#### Texte source:
------------

Il s'est interrogé sur les contours et sur l'objet de la mission d'information envisagée par le Sénat et a demandé à M. Nicolas About, président, des précisions sur l'intervention des commissions permanentes dans le processus de sa constitution.

Il a exprimé son accord pour que des questions transversales comme, par exemple, le rôle de la pollution, soient abordées lors des travaux de la future mission.

M. Roland Muzeau a estimé que le champ de l'étude qui sera menée devrait aussi prendre en compte le problème du manque de moyens financiers et ce, dans un contexte où le Gouvernement s'engage dans des baisses d'impôts qui ne peuvent que se traduire par des diminutions d'emplois publics.

Il a également souhaité voir analysés la pénurie de personnel médical et para-médical qualifié et le désengagement de l'enseignement public dans la formation du personnel soignant.

M. Michel Esneu a estimé que l'esprit de responsabilité posait un problème dans notre société, dans la mesure où se développaient des phénomènes comme l'individualisme et l'anonymat. Il s'est interrogé sur les effets de la pollution et s'est fait l'interprète du personnel hospitalier qui, avant même la canicule, dénonçait l'impact des trente-cinq heures sur la désorganisation du fonctionnement des structures de soins.

------------

#### Tâches à réaliser:
a – D'après le compte rendu, que dénonçait le personnel hospitalier avant même la canicule, selon M. Michel Esneu ?
b – Résumez le compte rendu en trois phrases.
Appuyez-vous uniquement sur le compte rendu.

Données d'expressions référentielles

------------

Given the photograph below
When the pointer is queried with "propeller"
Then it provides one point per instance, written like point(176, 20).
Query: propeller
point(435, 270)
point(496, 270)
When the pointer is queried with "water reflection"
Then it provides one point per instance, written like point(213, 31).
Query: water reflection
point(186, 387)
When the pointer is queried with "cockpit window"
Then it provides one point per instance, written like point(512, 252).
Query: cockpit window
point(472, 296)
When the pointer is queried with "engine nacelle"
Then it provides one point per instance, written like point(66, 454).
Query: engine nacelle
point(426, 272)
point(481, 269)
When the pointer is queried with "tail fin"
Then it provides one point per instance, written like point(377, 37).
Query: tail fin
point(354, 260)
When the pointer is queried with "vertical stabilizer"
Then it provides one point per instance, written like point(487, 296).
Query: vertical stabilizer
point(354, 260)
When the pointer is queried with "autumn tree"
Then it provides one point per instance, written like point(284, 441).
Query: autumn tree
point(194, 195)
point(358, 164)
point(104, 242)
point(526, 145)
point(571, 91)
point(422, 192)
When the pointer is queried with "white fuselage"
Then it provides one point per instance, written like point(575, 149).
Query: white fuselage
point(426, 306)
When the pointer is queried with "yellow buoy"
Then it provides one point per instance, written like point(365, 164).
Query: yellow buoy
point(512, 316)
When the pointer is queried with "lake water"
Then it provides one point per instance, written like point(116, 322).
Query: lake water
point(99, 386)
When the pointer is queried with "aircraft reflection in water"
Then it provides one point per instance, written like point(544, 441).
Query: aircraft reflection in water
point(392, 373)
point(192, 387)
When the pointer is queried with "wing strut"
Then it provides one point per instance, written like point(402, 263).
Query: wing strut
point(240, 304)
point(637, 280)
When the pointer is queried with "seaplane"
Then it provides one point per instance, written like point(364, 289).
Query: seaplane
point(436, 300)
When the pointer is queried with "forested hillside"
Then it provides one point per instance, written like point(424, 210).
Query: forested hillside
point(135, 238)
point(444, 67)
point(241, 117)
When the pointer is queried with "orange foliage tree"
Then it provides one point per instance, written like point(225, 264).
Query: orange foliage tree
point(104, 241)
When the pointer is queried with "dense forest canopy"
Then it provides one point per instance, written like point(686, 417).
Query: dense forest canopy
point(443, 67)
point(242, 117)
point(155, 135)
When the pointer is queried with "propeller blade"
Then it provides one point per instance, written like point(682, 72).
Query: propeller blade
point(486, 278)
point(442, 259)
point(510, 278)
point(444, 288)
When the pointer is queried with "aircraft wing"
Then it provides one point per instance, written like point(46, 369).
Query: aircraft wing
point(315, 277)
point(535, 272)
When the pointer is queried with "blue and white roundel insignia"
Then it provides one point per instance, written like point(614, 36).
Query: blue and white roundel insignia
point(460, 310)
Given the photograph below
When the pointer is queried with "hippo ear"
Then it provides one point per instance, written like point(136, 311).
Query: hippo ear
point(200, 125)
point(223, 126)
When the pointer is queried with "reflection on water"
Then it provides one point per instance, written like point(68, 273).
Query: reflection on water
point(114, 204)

------------

#### Corrigé:
a – L'impact des trente-cinq heures sur la désorganisation du fonctionnement des structures de soins.

b – Le compte rendu fait état d'interrogations sur les contours et l'objet de la mission d'information envisagée par le Sénat, ainsi que sur l'intervention des commissions permanentes dans sa constitution. M. Roland Muzeau souhaite que l'étude prenne en compte le manque de moyens financiers, la pénurie de personnel médical et para-médical qualifié et le désengagement de l'enseignement public dans la formation du personnel soignant. M. Michel Esneu évoque le problème de l'esprit de responsabilité face à l'individualisme et à l'anonymat, s'interroge sur les effets de la pollution et relaie les critiques du personnel hospitalier sur l'impact des trente-cinq heures.